> **EXERCISE DIRECTIONS**: Look for the line containing "curtain with a point." in the listing below. Retype that line and every subsequent line through the last one, and only those.

(Records from a data collection)
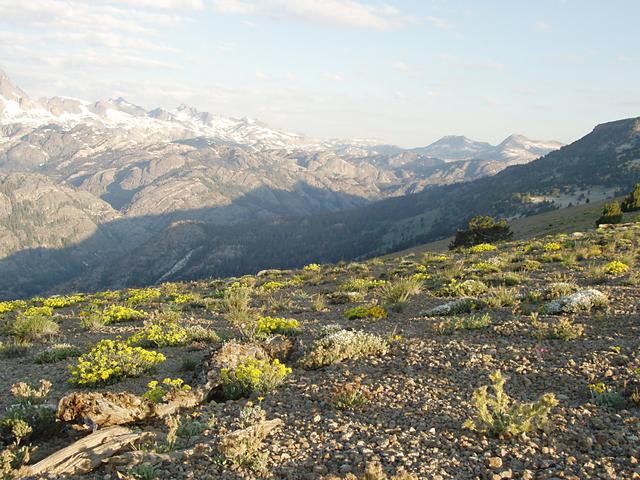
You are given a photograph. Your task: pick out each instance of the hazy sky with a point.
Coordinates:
(404, 71)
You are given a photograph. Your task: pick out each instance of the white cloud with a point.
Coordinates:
(540, 25)
(348, 13)
(164, 4)
(438, 22)
(332, 76)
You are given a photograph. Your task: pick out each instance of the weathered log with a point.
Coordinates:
(103, 409)
(236, 444)
(84, 455)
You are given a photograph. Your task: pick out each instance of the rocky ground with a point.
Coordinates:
(418, 393)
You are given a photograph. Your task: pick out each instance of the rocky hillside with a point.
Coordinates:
(88, 184)
(514, 360)
(603, 163)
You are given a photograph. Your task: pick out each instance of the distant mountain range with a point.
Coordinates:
(110, 176)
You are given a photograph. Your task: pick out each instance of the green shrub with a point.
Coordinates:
(57, 353)
(498, 415)
(161, 330)
(253, 376)
(118, 313)
(273, 325)
(337, 345)
(397, 293)
(362, 311)
(482, 229)
(34, 324)
(111, 360)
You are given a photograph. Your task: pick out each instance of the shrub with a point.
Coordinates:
(271, 325)
(396, 294)
(28, 416)
(12, 306)
(371, 311)
(501, 297)
(360, 285)
(611, 213)
(58, 301)
(338, 345)
(482, 229)
(253, 376)
(351, 395)
(163, 330)
(616, 267)
(57, 353)
(463, 289)
(631, 203)
(482, 247)
(169, 389)
(141, 296)
(498, 415)
(35, 324)
(237, 304)
(111, 360)
(117, 313)
(552, 247)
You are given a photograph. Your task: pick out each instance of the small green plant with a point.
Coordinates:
(111, 360)
(237, 304)
(57, 353)
(253, 376)
(397, 293)
(337, 345)
(118, 313)
(59, 301)
(365, 311)
(551, 247)
(616, 267)
(498, 415)
(161, 330)
(35, 324)
(168, 389)
(605, 396)
(142, 296)
(274, 325)
(351, 395)
(482, 247)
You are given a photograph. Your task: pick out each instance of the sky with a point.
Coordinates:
(405, 72)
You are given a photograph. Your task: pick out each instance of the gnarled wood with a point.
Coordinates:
(102, 409)
(84, 455)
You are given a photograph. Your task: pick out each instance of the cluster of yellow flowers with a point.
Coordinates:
(551, 247)
(11, 306)
(277, 325)
(169, 388)
(160, 332)
(616, 268)
(139, 296)
(253, 376)
(118, 313)
(59, 301)
(482, 247)
(110, 360)
(312, 267)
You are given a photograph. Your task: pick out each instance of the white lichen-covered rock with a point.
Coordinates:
(454, 307)
(582, 301)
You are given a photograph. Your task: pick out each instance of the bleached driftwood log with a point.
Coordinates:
(84, 455)
(103, 409)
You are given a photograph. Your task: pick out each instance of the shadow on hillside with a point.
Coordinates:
(154, 243)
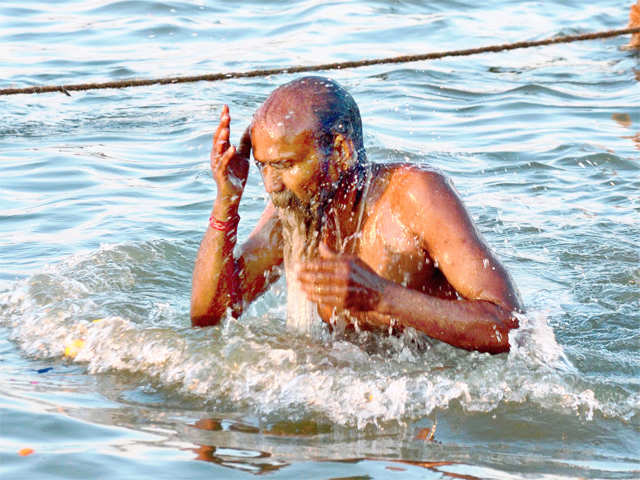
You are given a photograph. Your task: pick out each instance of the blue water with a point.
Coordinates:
(105, 196)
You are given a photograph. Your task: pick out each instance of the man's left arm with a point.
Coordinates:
(426, 204)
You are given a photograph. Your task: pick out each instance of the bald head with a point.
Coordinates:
(315, 104)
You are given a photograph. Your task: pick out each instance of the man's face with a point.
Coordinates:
(291, 165)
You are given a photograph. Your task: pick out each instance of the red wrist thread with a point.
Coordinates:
(224, 226)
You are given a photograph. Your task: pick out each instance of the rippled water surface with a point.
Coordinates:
(105, 195)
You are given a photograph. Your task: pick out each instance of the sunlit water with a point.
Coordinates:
(105, 196)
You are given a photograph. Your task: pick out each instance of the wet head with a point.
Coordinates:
(304, 137)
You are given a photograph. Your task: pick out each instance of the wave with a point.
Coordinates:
(120, 312)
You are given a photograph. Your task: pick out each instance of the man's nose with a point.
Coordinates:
(272, 180)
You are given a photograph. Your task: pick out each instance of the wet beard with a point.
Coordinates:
(301, 233)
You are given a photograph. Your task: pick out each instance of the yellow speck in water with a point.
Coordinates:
(73, 347)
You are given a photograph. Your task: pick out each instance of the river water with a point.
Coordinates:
(105, 195)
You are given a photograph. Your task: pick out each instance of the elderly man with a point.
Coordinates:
(374, 245)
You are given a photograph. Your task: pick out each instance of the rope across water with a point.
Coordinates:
(213, 77)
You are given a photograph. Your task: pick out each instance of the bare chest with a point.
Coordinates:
(394, 252)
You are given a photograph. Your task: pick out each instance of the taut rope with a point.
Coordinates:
(214, 77)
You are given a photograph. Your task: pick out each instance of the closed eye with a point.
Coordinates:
(281, 165)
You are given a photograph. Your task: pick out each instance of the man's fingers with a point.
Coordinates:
(244, 147)
(326, 251)
(226, 157)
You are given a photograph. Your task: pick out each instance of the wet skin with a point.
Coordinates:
(418, 260)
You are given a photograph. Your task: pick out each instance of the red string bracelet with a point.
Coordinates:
(224, 226)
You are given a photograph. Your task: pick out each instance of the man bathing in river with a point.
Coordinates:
(379, 246)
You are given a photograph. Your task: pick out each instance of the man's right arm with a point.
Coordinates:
(221, 281)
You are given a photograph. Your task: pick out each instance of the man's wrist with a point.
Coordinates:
(224, 211)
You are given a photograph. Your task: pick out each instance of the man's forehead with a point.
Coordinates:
(279, 144)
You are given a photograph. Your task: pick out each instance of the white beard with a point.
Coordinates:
(301, 239)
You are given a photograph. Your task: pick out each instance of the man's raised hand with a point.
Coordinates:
(230, 166)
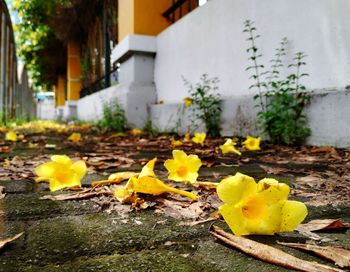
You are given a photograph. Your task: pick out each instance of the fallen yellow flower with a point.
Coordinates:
(154, 186)
(252, 143)
(148, 169)
(188, 101)
(229, 147)
(62, 172)
(263, 208)
(187, 138)
(11, 136)
(75, 137)
(115, 178)
(136, 132)
(147, 183)
(199, 138)
(183, 167)
(175, 143)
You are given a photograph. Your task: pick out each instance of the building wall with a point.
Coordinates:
(210, 40)
(141, 17)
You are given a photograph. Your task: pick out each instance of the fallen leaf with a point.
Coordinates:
(323, 224)
(340, 256)
(268, 253)
(3, 242)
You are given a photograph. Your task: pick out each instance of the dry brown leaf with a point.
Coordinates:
(323, 224)
(268, 253)
(81, 195)
(3, 242)
(339, 255)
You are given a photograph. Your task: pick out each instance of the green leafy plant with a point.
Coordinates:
(281, 101)
(113, 117)
(206, 103)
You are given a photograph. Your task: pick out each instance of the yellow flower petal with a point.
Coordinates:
(233, 189)
(61, 172)
(229, 147)
(183, 167)
(75, 137)
(293, 213)
(147, 170)
(62, 159)
(252, 143)
(11, 136)
(199, 138)
(188, 101)
(46, 170)
(79, 167)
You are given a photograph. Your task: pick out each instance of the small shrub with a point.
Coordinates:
(206, 103)
(113, 117)
(281, 101)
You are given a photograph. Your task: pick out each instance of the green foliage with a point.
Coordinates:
(206, 103)
(36, 40)
(113, 117)
(281, 101)
(150, 128)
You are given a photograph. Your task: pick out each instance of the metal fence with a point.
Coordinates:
(16, 97)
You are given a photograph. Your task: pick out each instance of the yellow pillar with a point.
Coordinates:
(59, 92)
(73, 72)
(141, 17)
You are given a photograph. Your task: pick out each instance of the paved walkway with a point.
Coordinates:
(97, 235)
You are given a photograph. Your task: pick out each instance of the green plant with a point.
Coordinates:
(281, 101)
(113, 117)
(206, 103)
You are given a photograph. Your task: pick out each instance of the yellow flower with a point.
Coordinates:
(183, 167)
(75, 137)
(175, 143)
(252, 143)
(62, 172)
(199, 138)
(147, 183)
(263, 208)
(136, 132)
(188, 101)
(229, 147)
(11, 136)
(187, 138)
(147, 170)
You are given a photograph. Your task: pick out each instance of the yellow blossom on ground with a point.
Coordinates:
(62, 172)
(188, 101)
(75, 137)
(11, 136)
(263, 208)
(147, 170)
(136, 132)
(175, 143)
(187, 138)
(199, 138)
(183, 167)
(229, 147)
(252, 143)
(147, 183)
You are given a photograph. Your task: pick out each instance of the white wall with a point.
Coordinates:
(210, 40)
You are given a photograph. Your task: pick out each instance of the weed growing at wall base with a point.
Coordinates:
(206, 103)
(281, 101)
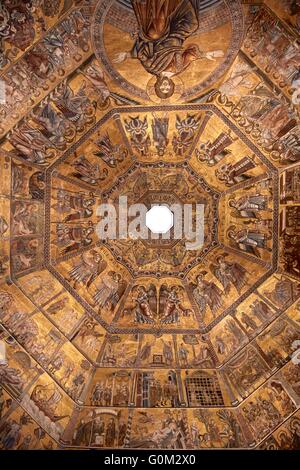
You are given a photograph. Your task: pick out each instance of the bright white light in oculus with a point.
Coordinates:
(159, 219)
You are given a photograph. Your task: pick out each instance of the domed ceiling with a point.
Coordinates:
(110, 342)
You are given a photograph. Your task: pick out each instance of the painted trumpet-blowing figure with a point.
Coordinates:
(163, 27)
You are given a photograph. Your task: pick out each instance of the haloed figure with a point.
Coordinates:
(163, 27)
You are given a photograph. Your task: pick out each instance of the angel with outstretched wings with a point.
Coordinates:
(170, 304)
(248, 240)
(249, 206)
(145, 303)
(229, 274)
(109, 291)
(207, 295)
(88, 269)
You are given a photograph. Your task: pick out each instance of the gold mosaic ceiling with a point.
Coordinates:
(141, 343)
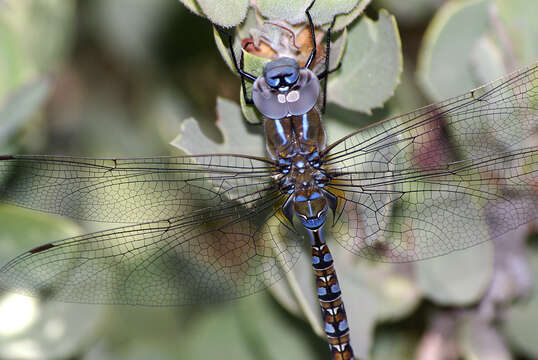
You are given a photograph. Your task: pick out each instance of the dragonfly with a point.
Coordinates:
(208, 228)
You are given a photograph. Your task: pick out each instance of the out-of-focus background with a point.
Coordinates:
(117, 78)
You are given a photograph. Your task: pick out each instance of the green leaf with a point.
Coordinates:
(391, 344)
(10, 61)
(193, 6)
(520, 321)
(480, 340)
(410, 11)
(459, 278)
(224, 13)
(293, 11)
(371, 67)
(20, 105)
(444, 69)
(236, 136)
(517, 21)
(253, 65)
(500, 37)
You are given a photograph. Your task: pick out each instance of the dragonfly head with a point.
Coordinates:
(285, 89)
(281, 74)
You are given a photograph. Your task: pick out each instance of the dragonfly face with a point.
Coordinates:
(285, 89)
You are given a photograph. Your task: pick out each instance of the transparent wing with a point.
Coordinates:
(425, 183)
(224, 252)
(130, 190)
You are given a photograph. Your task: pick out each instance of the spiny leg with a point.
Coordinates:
(312, 34)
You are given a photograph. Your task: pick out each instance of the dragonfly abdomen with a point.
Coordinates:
(330, 298)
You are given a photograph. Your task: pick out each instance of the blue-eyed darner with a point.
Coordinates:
(215, 227)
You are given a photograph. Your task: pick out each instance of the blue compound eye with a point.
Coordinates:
(282, 72)
(273, 82)
(291, 78)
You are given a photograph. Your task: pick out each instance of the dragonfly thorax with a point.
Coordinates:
(305, 181)
(285, 90)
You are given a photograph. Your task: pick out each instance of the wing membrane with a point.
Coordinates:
(213, 254)
(131, 190)
(425, 183)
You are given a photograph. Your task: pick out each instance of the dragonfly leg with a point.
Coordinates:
(239, 68)
(327, 71)
(312, 34)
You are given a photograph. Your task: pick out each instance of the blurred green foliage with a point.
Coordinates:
(117, 78)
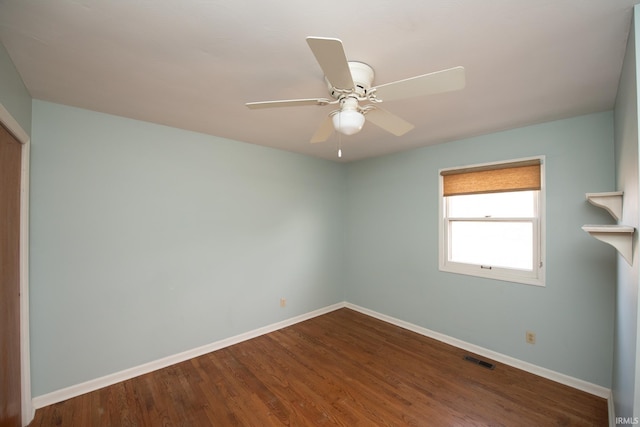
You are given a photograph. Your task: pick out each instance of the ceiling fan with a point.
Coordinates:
(349, 84)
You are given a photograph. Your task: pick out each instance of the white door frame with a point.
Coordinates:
(16, 130)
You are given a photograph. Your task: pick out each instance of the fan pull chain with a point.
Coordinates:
(339, 143)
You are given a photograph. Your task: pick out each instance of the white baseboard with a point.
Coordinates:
(107, 380)
(507, 360)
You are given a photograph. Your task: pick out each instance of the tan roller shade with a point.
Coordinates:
(517, 176)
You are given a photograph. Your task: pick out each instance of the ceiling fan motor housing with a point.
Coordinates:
(362, 76)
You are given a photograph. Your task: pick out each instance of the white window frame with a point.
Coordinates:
(534, 277)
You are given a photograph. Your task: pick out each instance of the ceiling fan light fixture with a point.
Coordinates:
(348, 122)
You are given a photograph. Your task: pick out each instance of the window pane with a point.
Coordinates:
(492, 243)
(516, 204)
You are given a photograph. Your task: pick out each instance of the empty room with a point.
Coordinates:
(330, 213)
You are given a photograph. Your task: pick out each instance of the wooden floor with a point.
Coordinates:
(342, 368)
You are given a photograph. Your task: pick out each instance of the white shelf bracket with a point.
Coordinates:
(618, 236)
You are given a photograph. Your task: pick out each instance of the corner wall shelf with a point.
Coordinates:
(611, 202)
(618, 236)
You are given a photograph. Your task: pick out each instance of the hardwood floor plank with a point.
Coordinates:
(340, 369)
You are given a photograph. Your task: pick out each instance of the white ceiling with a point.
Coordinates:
(193, 64)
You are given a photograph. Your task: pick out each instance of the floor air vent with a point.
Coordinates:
(479, 362)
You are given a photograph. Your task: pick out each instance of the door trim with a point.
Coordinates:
(7, 120)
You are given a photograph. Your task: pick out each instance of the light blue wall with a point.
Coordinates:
(392, 249)
(148, 240)
(626, 390)
(14, 96)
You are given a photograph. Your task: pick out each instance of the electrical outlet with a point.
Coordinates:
(531, 337)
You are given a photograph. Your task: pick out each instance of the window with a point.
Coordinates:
(491, 222)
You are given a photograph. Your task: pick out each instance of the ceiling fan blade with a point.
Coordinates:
(324, 131)
(426, 84)
(330, 55)
(287, 103)
(388, 121)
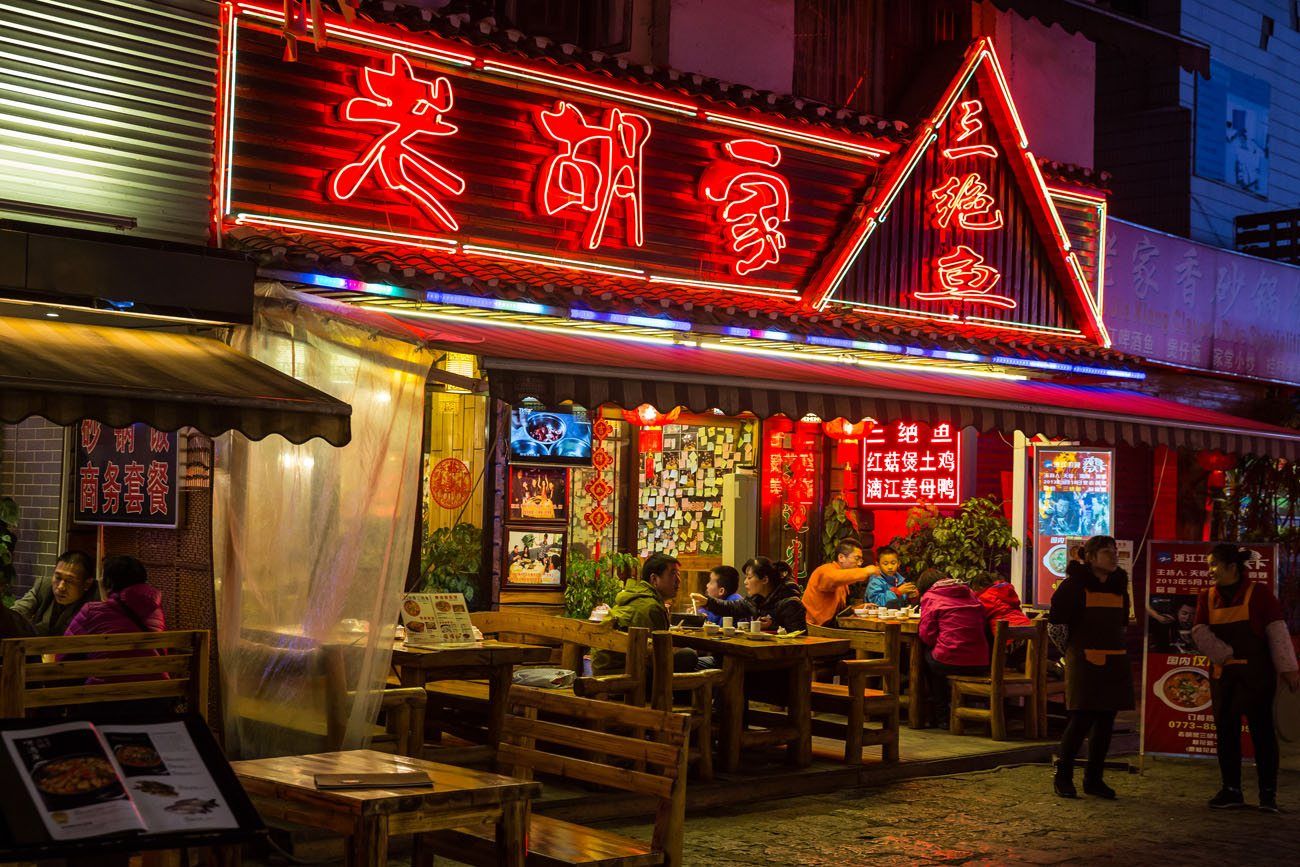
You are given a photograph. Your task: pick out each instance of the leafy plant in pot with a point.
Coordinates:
(978, 538)
(590, 582)
(450, 559)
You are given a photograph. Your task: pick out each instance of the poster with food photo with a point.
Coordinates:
(1177, 715)
(534, 558)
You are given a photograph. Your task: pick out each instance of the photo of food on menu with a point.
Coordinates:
(89, 781)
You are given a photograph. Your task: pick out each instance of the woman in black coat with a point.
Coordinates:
(1088, 620)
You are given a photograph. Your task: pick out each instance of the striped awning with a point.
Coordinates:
(593, 371)
(66, 372)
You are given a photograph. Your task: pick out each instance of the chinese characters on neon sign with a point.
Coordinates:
(129, 477)
(755, 202)
(410, 107)
(594, 168)
(962, 202)
(909, 462)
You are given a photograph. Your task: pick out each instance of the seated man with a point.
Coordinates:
(645, 603)
(724, 585)
(889, 589)
(52, 603)
(828, 585)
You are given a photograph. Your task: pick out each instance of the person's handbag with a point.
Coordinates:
(1286, 714)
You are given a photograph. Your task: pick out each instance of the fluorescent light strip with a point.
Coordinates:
(373, 39)
(554, 261)
(625, 319)
(824, 141)
(729, 287)
(590, 87)
(428, 242)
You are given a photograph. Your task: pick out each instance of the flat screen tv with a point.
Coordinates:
(559, 436)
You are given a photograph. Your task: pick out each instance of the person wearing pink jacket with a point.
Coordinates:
(954, 636)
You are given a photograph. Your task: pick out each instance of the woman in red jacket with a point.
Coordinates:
(1239, 627)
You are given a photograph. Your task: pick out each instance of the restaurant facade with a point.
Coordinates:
(674, 315)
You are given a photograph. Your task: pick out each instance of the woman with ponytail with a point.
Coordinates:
(1239, 625)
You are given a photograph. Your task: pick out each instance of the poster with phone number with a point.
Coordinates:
(1073, 495)
(1177, 716)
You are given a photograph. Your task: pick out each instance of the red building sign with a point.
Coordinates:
(905, 463)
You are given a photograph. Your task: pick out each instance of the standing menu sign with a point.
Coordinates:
(126, 476)
(1177, 716)
(1071, 497)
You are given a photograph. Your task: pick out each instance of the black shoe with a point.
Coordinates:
(1099, 789)
(1227, 800)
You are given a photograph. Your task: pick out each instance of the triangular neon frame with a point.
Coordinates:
(980, 59)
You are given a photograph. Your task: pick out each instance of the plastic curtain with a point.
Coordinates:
(312, 543)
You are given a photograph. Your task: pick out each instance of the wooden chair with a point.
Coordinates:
(27, 683)
(1004, 683)
(876, 657)
(544, 731)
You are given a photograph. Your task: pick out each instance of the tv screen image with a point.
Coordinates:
(560, 436)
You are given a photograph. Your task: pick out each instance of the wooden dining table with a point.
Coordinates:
(909, 629)
(741, 655)
(490, 660)
(284, 788)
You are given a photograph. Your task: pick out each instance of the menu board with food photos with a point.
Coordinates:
(680, 497)
(437, 619)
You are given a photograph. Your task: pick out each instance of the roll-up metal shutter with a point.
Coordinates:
(107, 108)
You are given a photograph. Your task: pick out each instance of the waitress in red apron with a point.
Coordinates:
(1088, 620)
(1240, 627)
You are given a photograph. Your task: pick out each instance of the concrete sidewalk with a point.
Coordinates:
(1005, 816)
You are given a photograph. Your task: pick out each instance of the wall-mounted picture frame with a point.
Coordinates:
(538, 494)
(534, 558)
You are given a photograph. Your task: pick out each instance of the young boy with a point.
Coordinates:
(891, 588)
(723, 585)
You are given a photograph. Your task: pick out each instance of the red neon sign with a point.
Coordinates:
(594, 167)
(408, 107)
(905, 463)
(963, 277)
(966, 198)
(755, 202)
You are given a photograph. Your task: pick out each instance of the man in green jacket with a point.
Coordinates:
(642, 603)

> **FINAL ANSWER**:
You are given a photograph. Your task: pick out each instance of the plastic curtain with a point.
Coordinates:
(312, 543)
You are given a photograph. Your task: pick out each instance of the wooden chair with a point.
Coordinates:
(27, 683)
(1004, 683)
(876, 657)
(544, 731)
You are given a photograph. Your task: pick out each instance of the tv screen image with a point.
Coordinates:
(560, 436)
You are given a photograph. Your task: pick out each instance of the wooden dining table with a point.
Coordinates:
(909, 629)
(741, 655)
(490, 660)
(284, 788)
You are given a photograph. Your task: pick out each instance of the menu board with food photos with a point.
Coordinates:
(680, 497)
(437, 619)
You are given a photograph. Your task: pick out each instance of the roll-up metal shutter with a point.
Coordinates:
(107, 108)
You are given a photograph. Your task: pick out each instance of the waitress in red apron with a point.
Coordinates:
(1088, 620)
(1240, 627)
You are given a photograph. Your task: pick out each instance of the concrete sidewalk with a point.
Coordinates:
(1005, 816)
You are given a photograph. Your task: pick out each instance of the wall-mounted picture frame with a point.
Coordinates:
(538, 494)
(534, 558)
You are given a photograph. Your task: pick out each instance of the young boy with a point.
Coordinates:
(891, 588)
(723, 585)
You are given a photograph. Your task: pick out each instance of the red neon sign with a point.
Coordinates:
(594, 167)
(408, 107)
(905, 463)
(963, 277)
(966, 198)
(755, 202)
You are given a photograph. Your task: pick out each instance of the man in green jacket with a point.
Coordinates:
(642, 603)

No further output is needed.